* begin Page extract *
During a recent segment on his show, Texas-based host Michael Berry attempted to draw a comparison between the behavior of Black people and white people while attacking the girls involved in the McDonald’s beating.

“We have people living in our country who are savages. Absolutely, positively savages, to engage in this kind of behavior,” Berry said, making it clear he’s talking about Black people. “The whole McDonald’s is full, they’re loving it.”

Berry’s comments came as the girls who were allegedly involved in the beating and apparent robbery surrendered to authorities one-by-one over the weekend. New York police said yesterday only one of the six teenage girls who took part in the attack is still at large. The beating has been viewed hundreds of thousands of times after being posted to YouTube.

One of the girls, who is just 14, was removed from an airplane at an international terminal at Atlanta’s airport, reportedly on a plane bound for her native Jamaica. Bail for the purported leader of the attack, Aniah Ferguson, 16, who was arrested on Thursday on charges of robbery and assault in the second degree, was set at $500,000, according to local media.

With the regularity of a clock, you can predict that some white conservative will use the occasion of a Black person committing a crime against another Black person to loudly cry about Black-on-Black crime. They reach for it with obvious glee, claiming that it’s a more serious matter in America than crimes committed against Black people by white racists or white police officers targeting young Black males. This is a favorite tactic of former New York Mayor Rudy Giuliani,

When he engaged in a debate on NBC’s “Meet the Press” in November with scholar Michael Eric Dyson, Guiliani said Black people should be more concerned with the way Blacks are “killed by other Blacks.”

“I would like to see the attention paid to that, that you are paying to this,” the former mayor quipped.

But Dyson quickly explained that the comparison was null and void.

“First of all, most Black people who commit crimes against other Black people go to jail,” Dyson said. “Number two, they are not sworn by the police department as an agent of the state to uphold the law. So in both cases, that’s a false equivalency that the mayor has drawn, which has exacerbated tensions that are deeply embedded in American culture.”
* end Page extract *
* begin Record list *
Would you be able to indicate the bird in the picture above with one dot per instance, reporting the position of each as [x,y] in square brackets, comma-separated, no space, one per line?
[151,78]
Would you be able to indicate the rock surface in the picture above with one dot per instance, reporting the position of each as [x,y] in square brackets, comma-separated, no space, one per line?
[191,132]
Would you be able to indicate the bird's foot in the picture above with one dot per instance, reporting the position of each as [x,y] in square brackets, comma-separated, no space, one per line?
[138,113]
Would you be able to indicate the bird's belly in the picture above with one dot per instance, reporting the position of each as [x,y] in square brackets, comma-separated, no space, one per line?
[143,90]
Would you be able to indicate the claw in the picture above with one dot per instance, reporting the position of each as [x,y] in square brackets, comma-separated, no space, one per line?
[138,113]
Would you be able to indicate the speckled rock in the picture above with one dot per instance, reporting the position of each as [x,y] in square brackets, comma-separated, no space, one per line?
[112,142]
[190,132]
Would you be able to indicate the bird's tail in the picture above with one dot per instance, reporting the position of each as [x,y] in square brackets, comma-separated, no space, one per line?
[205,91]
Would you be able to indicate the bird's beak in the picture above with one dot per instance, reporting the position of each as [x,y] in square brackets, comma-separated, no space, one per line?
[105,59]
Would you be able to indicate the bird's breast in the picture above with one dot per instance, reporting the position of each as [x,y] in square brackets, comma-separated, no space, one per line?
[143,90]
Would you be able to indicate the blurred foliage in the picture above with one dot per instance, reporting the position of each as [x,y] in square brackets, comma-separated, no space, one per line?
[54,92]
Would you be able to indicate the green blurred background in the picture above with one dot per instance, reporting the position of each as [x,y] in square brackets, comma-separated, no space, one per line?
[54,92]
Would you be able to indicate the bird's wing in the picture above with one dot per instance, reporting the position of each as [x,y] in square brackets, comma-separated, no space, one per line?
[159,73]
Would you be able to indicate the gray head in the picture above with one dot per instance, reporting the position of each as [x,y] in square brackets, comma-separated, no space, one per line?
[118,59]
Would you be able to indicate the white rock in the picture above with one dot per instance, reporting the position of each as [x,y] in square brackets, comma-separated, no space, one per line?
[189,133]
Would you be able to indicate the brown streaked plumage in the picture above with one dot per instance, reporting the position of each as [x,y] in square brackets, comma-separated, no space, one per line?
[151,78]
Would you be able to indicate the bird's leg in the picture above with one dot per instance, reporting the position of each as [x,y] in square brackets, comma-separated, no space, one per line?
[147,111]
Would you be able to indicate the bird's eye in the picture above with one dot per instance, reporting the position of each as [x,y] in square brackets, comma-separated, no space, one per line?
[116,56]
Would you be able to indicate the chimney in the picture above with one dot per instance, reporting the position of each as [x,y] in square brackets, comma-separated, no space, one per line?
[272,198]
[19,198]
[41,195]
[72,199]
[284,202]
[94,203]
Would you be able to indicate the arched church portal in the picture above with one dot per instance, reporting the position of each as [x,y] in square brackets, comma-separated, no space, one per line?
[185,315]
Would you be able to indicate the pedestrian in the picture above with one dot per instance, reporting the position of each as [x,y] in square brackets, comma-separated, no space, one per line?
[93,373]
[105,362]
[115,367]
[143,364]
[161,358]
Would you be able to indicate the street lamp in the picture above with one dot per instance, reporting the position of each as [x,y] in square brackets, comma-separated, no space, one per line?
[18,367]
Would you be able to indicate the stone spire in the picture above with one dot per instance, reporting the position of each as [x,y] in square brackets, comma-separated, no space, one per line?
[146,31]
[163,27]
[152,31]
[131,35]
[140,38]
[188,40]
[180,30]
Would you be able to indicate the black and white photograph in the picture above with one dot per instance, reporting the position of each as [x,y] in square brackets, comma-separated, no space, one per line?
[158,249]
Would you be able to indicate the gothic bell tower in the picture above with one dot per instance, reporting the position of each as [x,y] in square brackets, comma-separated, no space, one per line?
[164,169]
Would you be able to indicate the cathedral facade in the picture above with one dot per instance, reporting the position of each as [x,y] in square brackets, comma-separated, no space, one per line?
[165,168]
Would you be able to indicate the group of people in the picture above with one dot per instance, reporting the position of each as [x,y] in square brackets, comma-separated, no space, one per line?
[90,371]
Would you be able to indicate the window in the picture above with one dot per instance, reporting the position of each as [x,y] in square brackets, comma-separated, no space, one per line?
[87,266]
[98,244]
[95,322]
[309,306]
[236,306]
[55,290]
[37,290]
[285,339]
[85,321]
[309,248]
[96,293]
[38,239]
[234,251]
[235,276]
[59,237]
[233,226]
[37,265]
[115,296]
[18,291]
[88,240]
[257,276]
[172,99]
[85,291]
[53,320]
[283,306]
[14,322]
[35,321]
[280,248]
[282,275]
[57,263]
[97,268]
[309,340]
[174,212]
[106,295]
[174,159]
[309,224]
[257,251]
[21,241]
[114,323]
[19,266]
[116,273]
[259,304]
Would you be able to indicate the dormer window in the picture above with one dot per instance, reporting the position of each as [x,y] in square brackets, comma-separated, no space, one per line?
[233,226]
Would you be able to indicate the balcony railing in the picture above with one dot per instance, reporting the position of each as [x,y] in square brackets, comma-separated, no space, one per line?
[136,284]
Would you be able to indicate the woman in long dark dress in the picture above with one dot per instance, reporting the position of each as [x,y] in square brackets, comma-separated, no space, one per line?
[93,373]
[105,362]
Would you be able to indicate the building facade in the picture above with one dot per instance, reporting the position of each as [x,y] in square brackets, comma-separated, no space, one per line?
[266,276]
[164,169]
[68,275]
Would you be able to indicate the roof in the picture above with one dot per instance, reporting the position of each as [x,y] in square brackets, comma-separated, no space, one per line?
* end Record list *
## Requests:
1 – Duplicate the passage of the article on the McDonald's beating between "With the regularity" and "null and void.", inclusive.
2 – Set down, unchanged, the entries between the line holding "Would you be able to indicate the building" and the final line of the entries, inclusive.

## Answer set:
1 –
With the regularity of a clock, you can predict that some white conservative will use the occasion of a Black person committing a crime against another Black person to loudly cry about Black-on-Black crime. They reach for it with obvious glee, claiming that it’s a more serious matter in America than crimes committed against Black people by white racists or white police officers targeting young Black males. This is a favorite tactic of former New York Mayor Rudy Giuliani,

When he engaged in a debate on NBC’s “Meet the Press” in November with scholar Michael Eric Dyson, Guiliani said Black people should be more concerned with the way Blacks are “killed by other Blacks.”

“I would like to see the attention paid to that, that you are paying to this,” the former mayor quipped.

But Dyson quickly explained that the comparison was null and void.

2 –
Would you be able to indicate the building facade in the picture above with one dot per instance, reporting the position of each as [x,y] in square brackets, comma-separated, no space, one per line?
[266,276]
[164,169]
[68,275]
Would you be able to indicate the roof in the picture above with one dot per instance, reporting the position of each as [x,y] in square brackets, comma-separated, no space, one per line?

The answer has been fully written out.